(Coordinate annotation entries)
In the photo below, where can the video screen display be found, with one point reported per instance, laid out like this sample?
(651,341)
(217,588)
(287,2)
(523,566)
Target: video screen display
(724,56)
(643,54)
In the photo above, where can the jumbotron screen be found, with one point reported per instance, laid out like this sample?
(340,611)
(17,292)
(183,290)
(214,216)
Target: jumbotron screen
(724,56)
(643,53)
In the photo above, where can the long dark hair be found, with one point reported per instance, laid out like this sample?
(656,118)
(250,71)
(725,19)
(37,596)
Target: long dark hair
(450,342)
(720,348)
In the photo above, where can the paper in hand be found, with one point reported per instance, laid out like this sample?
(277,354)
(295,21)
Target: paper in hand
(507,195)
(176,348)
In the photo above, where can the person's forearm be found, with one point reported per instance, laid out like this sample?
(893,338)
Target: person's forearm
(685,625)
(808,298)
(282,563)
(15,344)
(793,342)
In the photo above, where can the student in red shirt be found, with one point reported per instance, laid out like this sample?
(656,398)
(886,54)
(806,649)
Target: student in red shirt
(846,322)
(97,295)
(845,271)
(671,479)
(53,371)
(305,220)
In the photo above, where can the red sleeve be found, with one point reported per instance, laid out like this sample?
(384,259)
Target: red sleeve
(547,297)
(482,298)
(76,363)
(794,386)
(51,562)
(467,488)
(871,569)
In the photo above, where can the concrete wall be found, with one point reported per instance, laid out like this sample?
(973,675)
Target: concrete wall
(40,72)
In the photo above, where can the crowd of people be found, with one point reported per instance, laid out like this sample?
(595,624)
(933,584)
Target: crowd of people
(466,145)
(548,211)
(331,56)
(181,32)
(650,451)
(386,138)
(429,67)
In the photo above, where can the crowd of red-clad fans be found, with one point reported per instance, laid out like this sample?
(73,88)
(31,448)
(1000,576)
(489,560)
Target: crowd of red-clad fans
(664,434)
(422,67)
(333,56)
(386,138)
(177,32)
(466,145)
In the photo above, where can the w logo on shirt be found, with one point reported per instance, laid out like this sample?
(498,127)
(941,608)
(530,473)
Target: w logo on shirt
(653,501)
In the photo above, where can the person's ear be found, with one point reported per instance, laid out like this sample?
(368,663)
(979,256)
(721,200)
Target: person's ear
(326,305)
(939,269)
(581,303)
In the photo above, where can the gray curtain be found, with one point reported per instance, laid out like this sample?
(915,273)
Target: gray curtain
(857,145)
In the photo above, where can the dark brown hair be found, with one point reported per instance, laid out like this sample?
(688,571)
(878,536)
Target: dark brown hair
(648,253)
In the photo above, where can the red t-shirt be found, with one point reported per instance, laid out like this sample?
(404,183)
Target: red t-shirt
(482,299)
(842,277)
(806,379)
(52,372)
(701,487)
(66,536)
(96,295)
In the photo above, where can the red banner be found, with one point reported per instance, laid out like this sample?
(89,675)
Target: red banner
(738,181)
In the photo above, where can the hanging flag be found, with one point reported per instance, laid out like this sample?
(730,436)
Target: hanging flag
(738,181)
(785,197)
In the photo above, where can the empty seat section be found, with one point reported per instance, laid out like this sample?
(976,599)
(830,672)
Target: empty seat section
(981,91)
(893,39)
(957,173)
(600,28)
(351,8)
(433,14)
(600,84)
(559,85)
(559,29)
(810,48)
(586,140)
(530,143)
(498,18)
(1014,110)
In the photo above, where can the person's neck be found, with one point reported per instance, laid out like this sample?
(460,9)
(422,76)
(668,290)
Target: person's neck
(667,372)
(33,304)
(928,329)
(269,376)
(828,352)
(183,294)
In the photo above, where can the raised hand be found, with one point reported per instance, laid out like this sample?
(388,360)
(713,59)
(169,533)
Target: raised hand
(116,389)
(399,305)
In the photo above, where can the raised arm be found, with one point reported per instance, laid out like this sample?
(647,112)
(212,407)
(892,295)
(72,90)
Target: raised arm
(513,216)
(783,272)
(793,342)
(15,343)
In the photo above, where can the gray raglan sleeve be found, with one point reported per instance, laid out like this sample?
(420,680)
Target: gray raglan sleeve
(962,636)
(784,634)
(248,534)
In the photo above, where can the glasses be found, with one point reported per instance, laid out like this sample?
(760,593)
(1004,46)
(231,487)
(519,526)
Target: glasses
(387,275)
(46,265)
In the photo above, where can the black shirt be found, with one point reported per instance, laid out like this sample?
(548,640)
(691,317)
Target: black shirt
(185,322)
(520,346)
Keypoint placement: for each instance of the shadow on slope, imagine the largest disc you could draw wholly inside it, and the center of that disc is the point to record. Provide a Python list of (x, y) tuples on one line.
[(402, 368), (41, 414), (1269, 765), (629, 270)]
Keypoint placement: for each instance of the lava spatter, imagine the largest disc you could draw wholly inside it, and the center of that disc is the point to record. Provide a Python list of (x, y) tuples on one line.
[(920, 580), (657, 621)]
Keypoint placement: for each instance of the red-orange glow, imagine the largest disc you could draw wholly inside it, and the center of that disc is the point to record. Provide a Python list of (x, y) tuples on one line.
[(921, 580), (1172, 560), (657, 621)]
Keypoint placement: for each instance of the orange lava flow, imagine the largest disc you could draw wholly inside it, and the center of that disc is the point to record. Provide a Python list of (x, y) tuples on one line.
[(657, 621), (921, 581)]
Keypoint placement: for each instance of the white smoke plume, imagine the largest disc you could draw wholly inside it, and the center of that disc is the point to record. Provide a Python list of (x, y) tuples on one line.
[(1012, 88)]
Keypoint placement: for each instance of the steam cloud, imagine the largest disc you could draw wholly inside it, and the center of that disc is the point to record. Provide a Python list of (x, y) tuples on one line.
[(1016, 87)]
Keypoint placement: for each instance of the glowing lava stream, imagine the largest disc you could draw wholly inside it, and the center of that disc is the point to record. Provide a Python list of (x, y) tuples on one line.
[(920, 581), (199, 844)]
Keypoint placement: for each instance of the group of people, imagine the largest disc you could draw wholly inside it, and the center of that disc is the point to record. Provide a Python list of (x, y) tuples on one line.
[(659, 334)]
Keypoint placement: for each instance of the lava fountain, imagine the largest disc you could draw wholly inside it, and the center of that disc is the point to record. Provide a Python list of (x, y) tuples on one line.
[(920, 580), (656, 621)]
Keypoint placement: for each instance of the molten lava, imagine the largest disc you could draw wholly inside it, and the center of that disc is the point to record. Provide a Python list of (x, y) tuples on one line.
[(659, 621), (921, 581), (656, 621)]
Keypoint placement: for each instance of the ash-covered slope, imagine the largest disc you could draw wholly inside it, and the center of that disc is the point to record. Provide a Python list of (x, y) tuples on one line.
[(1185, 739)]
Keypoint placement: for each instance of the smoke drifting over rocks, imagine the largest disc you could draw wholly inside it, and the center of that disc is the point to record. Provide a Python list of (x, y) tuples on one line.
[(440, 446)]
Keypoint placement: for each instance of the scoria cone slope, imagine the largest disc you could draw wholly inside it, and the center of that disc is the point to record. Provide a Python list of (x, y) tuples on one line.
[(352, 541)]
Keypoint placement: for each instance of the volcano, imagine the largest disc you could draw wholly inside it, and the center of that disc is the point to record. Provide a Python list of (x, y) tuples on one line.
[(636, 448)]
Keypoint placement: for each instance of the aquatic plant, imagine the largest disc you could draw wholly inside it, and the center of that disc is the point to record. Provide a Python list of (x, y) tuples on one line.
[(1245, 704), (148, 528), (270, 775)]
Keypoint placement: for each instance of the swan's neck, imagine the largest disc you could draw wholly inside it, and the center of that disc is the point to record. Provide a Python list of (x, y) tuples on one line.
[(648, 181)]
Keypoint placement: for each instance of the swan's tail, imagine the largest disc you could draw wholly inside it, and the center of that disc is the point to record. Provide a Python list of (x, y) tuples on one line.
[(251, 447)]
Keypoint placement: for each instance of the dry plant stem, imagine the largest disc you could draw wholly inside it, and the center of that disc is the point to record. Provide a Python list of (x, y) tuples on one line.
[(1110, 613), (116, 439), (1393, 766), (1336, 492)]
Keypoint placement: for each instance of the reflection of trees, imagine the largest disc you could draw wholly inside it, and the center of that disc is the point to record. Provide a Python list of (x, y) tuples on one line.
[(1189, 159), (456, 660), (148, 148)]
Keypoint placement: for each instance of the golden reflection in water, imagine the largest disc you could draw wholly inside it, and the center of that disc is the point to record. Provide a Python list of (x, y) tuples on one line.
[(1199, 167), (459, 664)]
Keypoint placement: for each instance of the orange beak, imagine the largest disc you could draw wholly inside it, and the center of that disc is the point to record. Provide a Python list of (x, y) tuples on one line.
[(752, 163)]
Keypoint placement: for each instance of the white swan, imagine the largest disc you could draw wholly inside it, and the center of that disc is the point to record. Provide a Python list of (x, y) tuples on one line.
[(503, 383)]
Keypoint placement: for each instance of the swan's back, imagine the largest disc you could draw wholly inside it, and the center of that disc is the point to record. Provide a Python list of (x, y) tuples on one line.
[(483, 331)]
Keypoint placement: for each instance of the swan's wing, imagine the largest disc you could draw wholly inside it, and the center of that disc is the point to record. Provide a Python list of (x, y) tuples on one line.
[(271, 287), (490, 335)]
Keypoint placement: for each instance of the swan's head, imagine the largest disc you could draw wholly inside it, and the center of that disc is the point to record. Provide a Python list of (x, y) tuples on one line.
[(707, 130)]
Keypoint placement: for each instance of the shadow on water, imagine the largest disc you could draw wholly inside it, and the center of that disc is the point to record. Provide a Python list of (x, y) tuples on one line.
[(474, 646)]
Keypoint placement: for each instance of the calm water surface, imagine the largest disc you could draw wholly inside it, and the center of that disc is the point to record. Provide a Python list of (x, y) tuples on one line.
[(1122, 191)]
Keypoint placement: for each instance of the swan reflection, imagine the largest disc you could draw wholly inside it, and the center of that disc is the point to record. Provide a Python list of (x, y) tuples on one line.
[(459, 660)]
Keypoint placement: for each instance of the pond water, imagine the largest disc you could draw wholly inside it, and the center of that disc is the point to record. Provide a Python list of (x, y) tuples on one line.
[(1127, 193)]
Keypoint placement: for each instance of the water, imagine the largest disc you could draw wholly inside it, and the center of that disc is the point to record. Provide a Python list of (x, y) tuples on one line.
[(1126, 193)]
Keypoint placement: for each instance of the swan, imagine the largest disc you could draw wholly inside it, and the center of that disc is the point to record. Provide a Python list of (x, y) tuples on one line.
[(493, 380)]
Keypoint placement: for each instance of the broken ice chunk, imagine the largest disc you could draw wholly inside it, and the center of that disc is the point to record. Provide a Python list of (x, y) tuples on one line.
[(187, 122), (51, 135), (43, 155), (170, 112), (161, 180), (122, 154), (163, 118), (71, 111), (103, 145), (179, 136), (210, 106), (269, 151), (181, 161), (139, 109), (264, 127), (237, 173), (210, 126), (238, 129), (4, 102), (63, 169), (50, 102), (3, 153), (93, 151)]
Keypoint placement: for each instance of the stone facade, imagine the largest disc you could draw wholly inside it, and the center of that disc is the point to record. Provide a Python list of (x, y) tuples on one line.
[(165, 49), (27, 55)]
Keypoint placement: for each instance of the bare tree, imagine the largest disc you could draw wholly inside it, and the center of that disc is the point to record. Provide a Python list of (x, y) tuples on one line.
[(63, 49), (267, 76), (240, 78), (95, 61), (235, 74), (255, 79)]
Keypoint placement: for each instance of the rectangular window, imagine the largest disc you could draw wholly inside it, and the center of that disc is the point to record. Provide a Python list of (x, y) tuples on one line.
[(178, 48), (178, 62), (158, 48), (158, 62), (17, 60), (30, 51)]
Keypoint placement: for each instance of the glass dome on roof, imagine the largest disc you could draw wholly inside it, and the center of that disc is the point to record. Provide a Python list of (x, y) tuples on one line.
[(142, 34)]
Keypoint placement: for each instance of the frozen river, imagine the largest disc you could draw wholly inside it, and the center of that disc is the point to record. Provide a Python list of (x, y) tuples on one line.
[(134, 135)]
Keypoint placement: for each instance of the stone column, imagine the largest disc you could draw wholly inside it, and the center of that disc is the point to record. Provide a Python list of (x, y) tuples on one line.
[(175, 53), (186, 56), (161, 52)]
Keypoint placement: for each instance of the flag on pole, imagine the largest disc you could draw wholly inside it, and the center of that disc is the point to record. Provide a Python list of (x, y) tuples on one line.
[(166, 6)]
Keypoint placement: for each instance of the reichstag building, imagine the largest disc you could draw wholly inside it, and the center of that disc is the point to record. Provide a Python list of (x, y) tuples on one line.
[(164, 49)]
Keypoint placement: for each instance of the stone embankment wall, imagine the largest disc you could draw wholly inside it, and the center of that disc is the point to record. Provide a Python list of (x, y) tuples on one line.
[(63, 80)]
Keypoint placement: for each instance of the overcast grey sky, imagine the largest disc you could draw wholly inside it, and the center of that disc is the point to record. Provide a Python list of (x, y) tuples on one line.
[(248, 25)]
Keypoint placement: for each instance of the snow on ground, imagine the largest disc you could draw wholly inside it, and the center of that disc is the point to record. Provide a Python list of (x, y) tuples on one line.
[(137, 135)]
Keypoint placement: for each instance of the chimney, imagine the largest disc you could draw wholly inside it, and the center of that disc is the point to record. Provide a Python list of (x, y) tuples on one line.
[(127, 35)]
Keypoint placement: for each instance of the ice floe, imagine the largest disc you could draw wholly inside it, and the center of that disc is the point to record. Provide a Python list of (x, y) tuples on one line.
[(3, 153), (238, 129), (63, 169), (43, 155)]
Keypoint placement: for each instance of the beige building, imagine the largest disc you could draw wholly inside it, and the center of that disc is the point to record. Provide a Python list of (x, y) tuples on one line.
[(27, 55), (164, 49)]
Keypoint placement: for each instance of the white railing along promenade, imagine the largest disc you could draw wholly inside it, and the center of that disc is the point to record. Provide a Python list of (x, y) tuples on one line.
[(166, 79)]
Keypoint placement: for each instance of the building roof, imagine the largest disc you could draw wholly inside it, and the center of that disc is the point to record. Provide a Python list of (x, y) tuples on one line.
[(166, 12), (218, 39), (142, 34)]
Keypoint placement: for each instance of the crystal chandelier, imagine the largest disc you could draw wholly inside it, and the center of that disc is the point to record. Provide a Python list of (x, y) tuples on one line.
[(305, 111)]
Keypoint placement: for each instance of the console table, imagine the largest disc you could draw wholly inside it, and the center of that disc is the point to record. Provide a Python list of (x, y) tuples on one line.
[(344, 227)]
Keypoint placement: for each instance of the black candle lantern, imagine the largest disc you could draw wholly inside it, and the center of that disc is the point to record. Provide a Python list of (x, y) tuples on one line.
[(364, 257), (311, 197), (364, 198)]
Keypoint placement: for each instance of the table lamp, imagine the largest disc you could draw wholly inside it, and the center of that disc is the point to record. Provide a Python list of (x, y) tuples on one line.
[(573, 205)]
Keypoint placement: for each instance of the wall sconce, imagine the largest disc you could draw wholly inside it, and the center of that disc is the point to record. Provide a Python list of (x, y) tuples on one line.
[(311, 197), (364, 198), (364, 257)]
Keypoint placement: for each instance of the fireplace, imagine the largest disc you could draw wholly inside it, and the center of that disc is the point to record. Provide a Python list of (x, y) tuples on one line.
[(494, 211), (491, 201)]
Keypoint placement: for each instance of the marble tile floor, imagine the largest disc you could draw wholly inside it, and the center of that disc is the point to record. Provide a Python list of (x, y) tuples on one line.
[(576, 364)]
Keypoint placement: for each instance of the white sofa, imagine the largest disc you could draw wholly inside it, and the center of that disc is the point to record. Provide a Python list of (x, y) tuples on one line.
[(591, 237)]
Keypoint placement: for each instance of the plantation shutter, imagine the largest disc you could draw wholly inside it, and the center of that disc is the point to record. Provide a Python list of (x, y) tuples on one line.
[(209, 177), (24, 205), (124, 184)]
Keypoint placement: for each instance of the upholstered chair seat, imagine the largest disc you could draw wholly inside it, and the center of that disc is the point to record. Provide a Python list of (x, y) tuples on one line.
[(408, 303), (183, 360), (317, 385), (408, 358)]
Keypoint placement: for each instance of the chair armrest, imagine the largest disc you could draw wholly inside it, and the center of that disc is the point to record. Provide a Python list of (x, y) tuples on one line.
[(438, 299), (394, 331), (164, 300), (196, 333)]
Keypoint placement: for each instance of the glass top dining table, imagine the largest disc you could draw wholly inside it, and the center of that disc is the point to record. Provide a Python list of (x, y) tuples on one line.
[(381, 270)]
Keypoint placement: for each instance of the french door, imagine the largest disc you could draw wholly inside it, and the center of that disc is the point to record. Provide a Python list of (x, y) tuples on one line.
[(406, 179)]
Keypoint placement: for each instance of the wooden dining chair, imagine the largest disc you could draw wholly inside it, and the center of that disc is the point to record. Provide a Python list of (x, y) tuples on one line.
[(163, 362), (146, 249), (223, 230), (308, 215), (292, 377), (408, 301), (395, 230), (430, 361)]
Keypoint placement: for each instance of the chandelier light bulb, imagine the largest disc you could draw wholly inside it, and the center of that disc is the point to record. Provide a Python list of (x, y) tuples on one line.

§ What to work on: Repeat, with no changes, each line from the one with "Keypoint placement: for each instance of the wooden" to the end of the listing, including both ends and nothing else.

§ Result for this exercise:
Keypoint placement: for each instance of the wooden dining chair, imagine the largest disc you could draw wholly inside it, and the center of that disc is the point to record. Provide a Python list of (x, y) tuples on one line.
[(163, 362), (146, 249), (223, 230), (308, 215), (292, 377), (408, 301), (395, 230), (430, 361)]
Keypoint placement: for each instance of the chandelier light bulb, imagine the largest disc you could draw wholly inside it, and the center of that disc is the point to record. Provide a Python list of (x, y) tuples on one line.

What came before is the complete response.